AUSZUG:
In den Bundesländern könnten Prüfungszentren eingerichtet werden, in denen Laptops vorgehalten und für Berufszugangsprüfungen anderer Freien Berufe, der Industrie- und Handelskammern und Handwerkskammern genutzt werden könnten. Damit kann relativ kostensparend die notwendige IT-Infrastruktur bereitgestellt werden. Kein Dienstleister und keine Kammer können bundesweit so viele Laptops für all ihre Prüfungskandidaten anschaffen, warten und für die jeweilige Prüfung einsetzen. Branchen- beziehungsweise kammerübergreifend wäre das schon eher umsetzbar.

Junger Nachwuchs wird jetzt händeringend gebraucht. Sollte gegebenenfalls auch der anspruchsvolle Weg zur Prüfungszulassung erleichtert oder verkürzt werden?

Der Weg zum Steuerberater ist zweifellos anspruchsvoll und langwierig, was für viele junge Menschen abschreckend wirken kann. Es wäre sinnvoll, den Zugang zur Prüfung zu flexibilisieren, ohne dabei die Qualität der Ausbildung zu gefährden. Dies könnte durch modulare Ausbildungswege und eine stärkere Anerkennung von Vorleistungen erreicht werden.

Ein Ansatz wäre auch, dass die praktische Vorbereitungszeit von zwei bzw. drei Jahren für Master- bzw. Bachelorstudiengänge oder von sechs Jahren für Steuerfachwirte beziehungsweise acht Jahren für Steuerfachangestellte erst zum Zeitpunkt der Bestellung zur Steuerberaterin beziehungsweise zum Steuerberater vorliegen muss. Das ermöglicht einen wesentlich früheren Zeitpunkt für das Ablegen der Prüfung. Statistisch gesehen ergibt sich auch aus den Durchfallquoten, dass die Bestehensquote wesentlich besser ist, je jünger der Prüfungskandidat: Das erlangte Wissen wird aktuell auch erst nach der Prüfung im Praxisalltag gefestigt.


Realistisch betrachtet könnten erste Reformen frühestens in zwei bis drei Jahren umgesetzt werden.


Was sind in Bezug auf die Modernisierung der Steuerberaterprüfung die weiteren Schritte? Wer hat jetzt den Ball und muss den nächsten Pass spielen?

Unser Papier war grob gesprochen der Stein des Anstoßes für die aktuellen Reformbestrebungen. Die Bundessteuerberaterkammer diskutierte im März 2024 mit den Präsidenten und Geschäftsführern der 21 Steuerberaterkammern die Inhalte und Eckdaten einer Reform der Steuerberaterprüfung. Aktuell tauschen sich DStV und BStBK auf Bundesebene über die Modernisierungsvorschläge aus. Der nächste Schritt ist, auf die Finanzverwaltungen der Länder mit einheitlichen Vorschlägen seitens des Berufsstandes zuzugehen. Der Steuerberaterverband Berlin-Brandenburg wird weiterhin aktiv an diesem Prozess teilnehmen und die Interessen seiner Mitglieder vertreten. Der nächste Pass liegt bei den legislativen Gremien, die die rechtlichen Rahmenbedingungen anpassen müssen.

AUFLISTUNG:
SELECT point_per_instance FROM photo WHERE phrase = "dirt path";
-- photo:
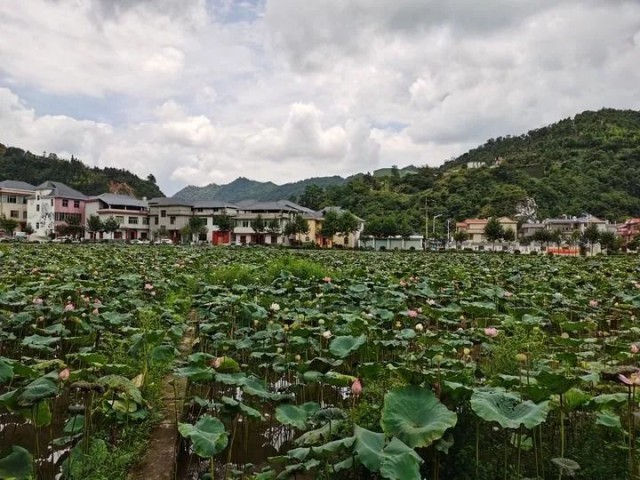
(159, 461)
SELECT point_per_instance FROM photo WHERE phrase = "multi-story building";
(53, 204)
(474, 228)
(131, 214)
(13, 201)
(168, 216)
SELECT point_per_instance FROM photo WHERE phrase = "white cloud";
(207, 90)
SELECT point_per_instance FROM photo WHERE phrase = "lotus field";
(318, 364)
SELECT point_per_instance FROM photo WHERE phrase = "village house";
(53, 204)
(131, 214)
(474, 228)
(13, 201)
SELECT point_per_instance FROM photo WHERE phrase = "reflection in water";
(255, 441)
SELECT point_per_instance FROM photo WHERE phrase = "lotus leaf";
(508, 409)
(415, 415)
(207, 435)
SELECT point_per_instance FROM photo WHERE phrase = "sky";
(204, 91)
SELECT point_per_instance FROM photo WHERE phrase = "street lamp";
(434, 223)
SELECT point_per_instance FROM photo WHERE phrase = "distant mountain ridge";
(18, 164)
(245, 189)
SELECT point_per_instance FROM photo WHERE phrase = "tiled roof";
(59, 189)
(212, 204)
(16, 185)
(124, 200)
(169, 202)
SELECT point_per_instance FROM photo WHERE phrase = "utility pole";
(426, 225)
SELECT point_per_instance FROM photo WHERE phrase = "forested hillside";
(17, 164)
(586, 164)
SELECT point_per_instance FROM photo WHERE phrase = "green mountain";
(17, 164)
(245, 189)
(586, 164)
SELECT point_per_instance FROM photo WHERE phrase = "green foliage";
(493, 230)
(9, 225)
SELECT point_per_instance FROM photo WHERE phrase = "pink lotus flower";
(633, 379)
(217, 362)
(356, 387)
(491, 332)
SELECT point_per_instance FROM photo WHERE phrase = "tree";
(9, 225)
(110, 225)
(509, 235)
(259, 226)
(542, 236)
(224, 223)
(349, 224)
(330, 224)
(296, 226)
(273, 227)
(197, 226)
(555, 236)
(459, 237)
(591, 235)
(608, 241)
(94, 224)
(74, 227)
(493, 231)
(313, 197)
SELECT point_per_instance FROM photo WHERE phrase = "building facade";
(53, 204)
(14, 200)
(131, 214)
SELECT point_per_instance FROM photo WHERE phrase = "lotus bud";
(356, 387)
(521, 357)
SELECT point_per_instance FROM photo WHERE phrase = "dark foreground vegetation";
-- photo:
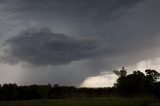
(96, 101)
(136, 84)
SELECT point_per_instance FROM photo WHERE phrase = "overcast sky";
(77, 42)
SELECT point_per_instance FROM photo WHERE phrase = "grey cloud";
(40, 46)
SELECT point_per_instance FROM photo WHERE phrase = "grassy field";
(109, 101)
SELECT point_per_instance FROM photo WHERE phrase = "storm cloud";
(40, 46)
(82, 38)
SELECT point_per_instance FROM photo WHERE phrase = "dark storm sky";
(67, 41)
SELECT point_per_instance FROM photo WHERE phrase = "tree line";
(135, 84)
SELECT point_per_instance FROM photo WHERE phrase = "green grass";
(108, 101)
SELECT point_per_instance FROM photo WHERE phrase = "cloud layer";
(81, 38)
(40, 46)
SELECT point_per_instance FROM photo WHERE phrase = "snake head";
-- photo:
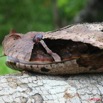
(9, 40)
(37, 38)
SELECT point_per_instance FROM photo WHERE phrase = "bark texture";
(31, 88)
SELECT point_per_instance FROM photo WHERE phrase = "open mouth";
(58, 56)
(60, 51)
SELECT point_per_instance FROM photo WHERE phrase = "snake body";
(70, 50)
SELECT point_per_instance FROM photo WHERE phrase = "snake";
(73, 49)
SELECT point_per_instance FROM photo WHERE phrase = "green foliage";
(69, 8)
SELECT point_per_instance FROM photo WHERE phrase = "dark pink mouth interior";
(66, 49)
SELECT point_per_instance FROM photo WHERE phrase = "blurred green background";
(44, 15)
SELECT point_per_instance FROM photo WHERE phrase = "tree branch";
(29, 88)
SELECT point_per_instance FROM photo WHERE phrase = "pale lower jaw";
(15, 60)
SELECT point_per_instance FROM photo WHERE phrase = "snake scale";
(70, 50)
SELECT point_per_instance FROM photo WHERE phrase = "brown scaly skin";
(72, 50)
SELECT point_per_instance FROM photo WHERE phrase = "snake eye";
(14, 35)
(37, 38)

ANFORDERUNG 1: Geben Sie aus dem Auszug zur Steuerberaterprüfung den Abschnitt wortgetreu aus, der mit den Worten „Unser Papier war“ einsetzt und mit „Rahmenbedingungen anpassen müssen.“ schließt.
ANFORDERUNG 2:
Beantworten Sie anhand des Auszugs zur Steuerberaterprüfung diese Fragen:
(a) Mit den Präsidenten und Geschäftsführern wie vieler Steuerberaterkammern diskutierte die Bundessteuerberaterkammer im März 2024?
(b) Welche praktische Vorbereitungszeit wird für Steuerfachangestellte genannt?
(c) Wann könnten erste Reformen frühestens umgesetzt werden?
Für die Bearbeitung sind die Zeilen nicht erforderlich.

SCHRIFTLICHE ANTWORT 1:
Unser Papier war grob gesprochen der Stein des Anstoßes für die aktuellen Reformbestrebungen. Die Bundessteuerberaterkammer diskutierte im März 2024 mit den Präsidenten und Geschäftsführern der 21 Steuerberaterkammern die Inhalte und Eckdaten einer Reform der Steuerberaterprüfung. Aktuell tauschen sich DStV und BStBK auf Bundesebene über die Modernisierungsvorschläge aus. Der nächste Schritt ist, auf die Finanzverwaltungen der Länder mit einheitlichen Vorschlägen seitens des Berufsstandes zuzugehen. Der Steuerberaterverband Berlin-Brandenburg wird weiterhin aktiv an diesem Prozess teilnehmen und die Interessen seiner Mitglieder vertreten. Der nächste Pass liegt bei den legislativen Gremien, die die rechtlichen Rahmenbedingungen anpassen müssen.

SCHRIFTLICHE ANTWORT 2:
(a) Mit denen der 21 Steuerberaterkammern.
(b) Acht Jahre.
(c) Frühestens in zwei bis drei Jahren.